- [Image-backed grounding data]
==========

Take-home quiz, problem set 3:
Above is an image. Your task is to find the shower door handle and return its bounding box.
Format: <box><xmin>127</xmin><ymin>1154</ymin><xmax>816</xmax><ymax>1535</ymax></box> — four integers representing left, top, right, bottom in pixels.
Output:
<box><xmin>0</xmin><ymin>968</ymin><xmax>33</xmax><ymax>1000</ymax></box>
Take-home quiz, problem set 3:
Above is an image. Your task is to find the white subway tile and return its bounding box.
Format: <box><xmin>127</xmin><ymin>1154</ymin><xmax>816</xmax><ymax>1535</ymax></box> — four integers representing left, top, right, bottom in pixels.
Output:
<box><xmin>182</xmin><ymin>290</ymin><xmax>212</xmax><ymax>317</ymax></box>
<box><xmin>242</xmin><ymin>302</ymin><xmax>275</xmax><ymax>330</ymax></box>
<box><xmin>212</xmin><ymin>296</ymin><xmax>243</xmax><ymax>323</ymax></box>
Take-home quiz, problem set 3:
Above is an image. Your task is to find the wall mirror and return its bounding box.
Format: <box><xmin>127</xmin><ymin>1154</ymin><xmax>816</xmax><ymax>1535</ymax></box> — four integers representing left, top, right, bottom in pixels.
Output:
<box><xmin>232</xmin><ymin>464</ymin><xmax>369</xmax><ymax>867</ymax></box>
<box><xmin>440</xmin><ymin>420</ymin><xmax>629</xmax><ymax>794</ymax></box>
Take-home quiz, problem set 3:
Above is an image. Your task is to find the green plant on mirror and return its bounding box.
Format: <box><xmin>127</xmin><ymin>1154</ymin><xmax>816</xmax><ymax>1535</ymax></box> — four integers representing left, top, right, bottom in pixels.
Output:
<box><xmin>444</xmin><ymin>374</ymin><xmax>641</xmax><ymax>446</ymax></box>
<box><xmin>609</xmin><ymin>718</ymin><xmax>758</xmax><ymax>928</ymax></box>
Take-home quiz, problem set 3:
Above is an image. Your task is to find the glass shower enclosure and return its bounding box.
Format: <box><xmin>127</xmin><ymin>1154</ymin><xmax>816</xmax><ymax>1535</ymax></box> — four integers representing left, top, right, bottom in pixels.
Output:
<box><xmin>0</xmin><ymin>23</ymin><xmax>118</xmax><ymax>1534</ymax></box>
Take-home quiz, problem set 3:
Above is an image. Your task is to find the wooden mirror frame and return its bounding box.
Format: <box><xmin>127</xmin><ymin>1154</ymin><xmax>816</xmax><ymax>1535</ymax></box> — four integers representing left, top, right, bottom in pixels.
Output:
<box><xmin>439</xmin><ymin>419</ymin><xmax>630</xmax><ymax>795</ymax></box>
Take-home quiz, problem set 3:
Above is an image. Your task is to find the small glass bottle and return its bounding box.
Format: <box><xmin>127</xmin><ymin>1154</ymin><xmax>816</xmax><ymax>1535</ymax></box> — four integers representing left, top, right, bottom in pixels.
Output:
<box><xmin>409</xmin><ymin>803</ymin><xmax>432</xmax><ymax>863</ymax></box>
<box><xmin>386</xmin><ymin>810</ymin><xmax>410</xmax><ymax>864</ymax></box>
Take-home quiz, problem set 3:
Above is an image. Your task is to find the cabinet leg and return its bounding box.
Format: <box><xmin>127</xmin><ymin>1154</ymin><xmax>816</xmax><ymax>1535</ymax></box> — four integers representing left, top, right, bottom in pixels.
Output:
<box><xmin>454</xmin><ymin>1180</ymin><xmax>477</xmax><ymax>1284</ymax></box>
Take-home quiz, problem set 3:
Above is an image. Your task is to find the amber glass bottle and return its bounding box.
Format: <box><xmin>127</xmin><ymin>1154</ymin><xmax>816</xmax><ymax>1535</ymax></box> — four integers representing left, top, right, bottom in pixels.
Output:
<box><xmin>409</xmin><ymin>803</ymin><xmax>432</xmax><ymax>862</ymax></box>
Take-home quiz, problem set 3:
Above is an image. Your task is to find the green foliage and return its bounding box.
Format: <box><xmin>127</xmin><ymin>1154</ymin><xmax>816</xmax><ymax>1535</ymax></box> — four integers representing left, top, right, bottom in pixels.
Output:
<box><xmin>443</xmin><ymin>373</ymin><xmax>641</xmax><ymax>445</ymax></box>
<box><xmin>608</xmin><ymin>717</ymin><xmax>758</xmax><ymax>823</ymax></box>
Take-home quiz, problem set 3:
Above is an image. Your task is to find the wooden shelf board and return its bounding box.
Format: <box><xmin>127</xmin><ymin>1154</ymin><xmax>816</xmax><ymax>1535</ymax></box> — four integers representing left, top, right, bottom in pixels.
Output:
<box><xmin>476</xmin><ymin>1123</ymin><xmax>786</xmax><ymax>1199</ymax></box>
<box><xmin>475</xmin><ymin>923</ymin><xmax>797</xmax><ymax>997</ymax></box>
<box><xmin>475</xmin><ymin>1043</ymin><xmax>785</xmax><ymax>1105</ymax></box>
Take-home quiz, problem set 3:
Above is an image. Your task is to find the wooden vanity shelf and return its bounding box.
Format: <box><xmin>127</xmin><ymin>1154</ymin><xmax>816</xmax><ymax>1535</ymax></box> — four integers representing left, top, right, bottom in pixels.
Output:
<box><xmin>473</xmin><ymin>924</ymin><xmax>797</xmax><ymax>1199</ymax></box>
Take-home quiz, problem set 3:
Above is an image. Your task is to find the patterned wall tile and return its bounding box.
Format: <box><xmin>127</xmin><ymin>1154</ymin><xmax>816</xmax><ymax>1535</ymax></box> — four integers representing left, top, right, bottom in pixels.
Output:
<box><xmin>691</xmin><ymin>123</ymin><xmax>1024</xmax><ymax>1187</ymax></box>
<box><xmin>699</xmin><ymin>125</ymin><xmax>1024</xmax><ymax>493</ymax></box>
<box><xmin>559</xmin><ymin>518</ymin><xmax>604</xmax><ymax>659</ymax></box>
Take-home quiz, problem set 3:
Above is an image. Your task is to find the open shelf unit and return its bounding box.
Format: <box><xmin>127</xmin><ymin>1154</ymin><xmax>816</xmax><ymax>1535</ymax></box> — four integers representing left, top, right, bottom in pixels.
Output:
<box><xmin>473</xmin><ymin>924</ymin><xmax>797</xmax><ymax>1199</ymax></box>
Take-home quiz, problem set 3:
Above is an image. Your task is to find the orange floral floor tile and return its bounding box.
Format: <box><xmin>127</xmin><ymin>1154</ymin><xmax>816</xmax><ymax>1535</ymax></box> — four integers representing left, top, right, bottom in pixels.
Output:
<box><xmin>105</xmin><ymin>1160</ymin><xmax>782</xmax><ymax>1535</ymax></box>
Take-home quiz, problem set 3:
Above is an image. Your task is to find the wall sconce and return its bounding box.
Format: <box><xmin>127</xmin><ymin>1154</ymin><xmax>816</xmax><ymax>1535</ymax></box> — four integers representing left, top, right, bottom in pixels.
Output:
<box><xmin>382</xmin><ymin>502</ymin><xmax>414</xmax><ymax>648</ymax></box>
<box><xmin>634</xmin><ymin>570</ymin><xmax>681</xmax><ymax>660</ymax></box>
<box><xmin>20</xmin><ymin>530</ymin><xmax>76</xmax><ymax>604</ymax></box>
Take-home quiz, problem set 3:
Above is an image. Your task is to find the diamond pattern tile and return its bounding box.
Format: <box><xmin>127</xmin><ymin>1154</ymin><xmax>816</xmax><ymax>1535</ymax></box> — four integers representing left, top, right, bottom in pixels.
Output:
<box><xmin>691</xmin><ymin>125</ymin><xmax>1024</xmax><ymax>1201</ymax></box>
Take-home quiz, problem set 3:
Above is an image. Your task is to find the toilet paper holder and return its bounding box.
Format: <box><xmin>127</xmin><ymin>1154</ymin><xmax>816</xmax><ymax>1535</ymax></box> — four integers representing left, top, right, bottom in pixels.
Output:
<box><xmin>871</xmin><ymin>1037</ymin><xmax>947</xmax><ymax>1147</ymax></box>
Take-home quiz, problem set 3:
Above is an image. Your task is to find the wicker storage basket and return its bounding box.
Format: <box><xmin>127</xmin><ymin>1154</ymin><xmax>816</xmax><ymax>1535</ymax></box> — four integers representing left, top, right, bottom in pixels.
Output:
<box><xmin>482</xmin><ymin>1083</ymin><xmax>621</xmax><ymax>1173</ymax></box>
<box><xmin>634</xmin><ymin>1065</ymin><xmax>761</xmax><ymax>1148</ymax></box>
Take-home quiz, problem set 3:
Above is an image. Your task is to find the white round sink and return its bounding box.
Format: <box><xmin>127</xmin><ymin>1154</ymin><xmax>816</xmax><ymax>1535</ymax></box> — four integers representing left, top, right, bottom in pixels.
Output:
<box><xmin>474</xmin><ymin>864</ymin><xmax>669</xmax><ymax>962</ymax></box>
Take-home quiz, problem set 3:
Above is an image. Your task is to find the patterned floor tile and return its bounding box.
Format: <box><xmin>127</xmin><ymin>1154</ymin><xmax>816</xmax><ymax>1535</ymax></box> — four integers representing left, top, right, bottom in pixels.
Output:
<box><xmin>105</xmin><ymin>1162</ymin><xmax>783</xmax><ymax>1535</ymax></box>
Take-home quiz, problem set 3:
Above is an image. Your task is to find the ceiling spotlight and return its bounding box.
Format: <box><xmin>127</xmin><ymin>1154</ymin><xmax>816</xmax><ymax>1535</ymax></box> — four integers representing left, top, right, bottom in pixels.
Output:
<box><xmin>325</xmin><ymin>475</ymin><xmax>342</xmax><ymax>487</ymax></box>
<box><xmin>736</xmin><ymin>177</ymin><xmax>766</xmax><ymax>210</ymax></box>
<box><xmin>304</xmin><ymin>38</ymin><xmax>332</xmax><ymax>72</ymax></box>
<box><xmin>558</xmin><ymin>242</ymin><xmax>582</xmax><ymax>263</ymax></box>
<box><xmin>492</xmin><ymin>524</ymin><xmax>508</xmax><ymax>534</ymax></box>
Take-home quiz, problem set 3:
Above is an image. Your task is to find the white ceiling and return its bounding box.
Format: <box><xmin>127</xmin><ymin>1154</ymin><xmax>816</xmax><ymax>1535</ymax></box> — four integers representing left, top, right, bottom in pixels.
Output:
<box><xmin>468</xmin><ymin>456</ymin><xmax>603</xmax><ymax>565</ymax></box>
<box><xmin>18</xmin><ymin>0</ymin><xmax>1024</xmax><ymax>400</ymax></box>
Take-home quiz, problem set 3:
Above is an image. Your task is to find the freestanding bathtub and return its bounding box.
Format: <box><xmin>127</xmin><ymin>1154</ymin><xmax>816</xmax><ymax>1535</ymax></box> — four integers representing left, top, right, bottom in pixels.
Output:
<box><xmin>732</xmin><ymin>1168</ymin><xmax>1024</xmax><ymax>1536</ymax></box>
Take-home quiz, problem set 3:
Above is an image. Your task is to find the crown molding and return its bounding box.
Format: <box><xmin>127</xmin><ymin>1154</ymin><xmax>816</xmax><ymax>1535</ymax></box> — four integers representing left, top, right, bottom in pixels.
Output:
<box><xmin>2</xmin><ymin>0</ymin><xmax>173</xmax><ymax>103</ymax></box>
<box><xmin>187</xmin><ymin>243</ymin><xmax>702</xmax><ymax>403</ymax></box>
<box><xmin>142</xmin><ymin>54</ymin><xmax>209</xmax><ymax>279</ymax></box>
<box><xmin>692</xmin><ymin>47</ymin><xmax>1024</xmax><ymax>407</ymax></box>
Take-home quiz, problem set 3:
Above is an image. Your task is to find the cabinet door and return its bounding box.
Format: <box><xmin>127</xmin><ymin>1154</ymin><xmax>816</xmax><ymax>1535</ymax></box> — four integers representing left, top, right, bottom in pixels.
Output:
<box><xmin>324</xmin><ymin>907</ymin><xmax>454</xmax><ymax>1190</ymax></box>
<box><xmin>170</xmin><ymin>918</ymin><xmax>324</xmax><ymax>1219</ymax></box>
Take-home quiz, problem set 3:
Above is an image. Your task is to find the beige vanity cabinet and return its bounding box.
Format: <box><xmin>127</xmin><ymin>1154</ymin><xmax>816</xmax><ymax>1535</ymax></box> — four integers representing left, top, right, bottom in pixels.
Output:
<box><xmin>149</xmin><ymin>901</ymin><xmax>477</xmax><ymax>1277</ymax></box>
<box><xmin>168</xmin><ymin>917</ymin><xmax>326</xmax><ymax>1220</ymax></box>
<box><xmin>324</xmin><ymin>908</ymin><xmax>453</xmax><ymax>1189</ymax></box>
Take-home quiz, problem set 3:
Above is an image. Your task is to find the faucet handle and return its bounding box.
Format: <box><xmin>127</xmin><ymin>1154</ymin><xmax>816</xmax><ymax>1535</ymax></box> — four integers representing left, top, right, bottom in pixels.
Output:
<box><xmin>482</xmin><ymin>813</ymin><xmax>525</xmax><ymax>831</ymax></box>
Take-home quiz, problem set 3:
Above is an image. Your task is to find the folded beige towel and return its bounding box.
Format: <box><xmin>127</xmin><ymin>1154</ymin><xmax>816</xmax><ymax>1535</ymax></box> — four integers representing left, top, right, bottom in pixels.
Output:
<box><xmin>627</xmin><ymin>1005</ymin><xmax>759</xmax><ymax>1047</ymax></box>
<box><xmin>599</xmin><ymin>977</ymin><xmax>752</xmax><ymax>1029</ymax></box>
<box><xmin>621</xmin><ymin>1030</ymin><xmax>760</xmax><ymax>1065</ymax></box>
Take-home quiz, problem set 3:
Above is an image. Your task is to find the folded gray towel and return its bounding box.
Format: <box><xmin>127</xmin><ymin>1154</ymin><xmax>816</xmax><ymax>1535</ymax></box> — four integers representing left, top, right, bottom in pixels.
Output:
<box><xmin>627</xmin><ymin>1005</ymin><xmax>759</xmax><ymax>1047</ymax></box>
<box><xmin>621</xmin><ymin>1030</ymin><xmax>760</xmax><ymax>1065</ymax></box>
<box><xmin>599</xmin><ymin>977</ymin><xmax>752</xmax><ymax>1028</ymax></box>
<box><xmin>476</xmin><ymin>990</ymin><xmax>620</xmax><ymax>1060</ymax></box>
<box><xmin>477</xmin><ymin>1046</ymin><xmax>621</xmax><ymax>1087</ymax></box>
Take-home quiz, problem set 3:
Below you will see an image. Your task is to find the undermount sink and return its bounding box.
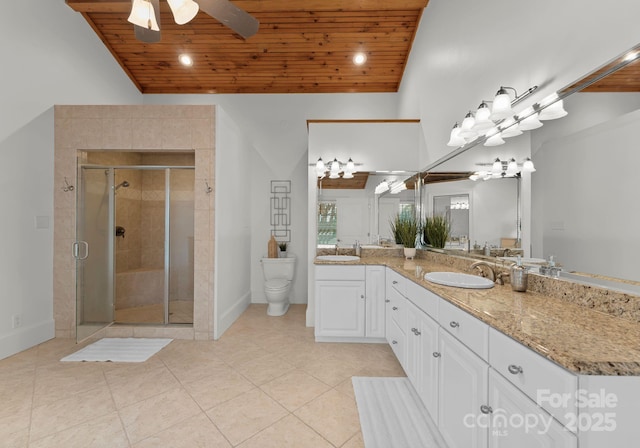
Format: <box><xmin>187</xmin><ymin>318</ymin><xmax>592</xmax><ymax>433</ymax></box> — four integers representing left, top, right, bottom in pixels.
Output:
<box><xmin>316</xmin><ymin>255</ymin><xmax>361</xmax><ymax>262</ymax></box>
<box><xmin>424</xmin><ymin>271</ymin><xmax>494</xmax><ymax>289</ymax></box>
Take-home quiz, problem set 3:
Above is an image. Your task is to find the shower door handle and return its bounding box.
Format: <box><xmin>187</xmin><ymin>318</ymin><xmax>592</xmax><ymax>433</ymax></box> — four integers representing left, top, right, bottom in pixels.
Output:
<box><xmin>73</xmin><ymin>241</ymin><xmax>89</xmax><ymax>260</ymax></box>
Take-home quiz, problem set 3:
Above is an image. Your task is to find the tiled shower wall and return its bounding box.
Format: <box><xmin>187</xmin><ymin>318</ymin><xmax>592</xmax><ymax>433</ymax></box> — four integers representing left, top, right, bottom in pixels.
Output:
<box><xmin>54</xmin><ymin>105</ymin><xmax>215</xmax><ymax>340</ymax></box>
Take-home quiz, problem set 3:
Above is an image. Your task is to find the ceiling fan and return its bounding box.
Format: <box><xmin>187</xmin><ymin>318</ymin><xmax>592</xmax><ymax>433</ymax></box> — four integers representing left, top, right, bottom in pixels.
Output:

==========

- [YOUR ASSIGNMENT] Filter the entries above down to the lines that contain "shelf".

- [TASK OUTPUT]
Above is an image. Your task is to find the wooden shelf board and return its bounding box.
Above is an image. Your task is to find the wooden vanity shelf and return its bounding box.
Above is an image. Your task is to find the open shelf unit and return its bounding box.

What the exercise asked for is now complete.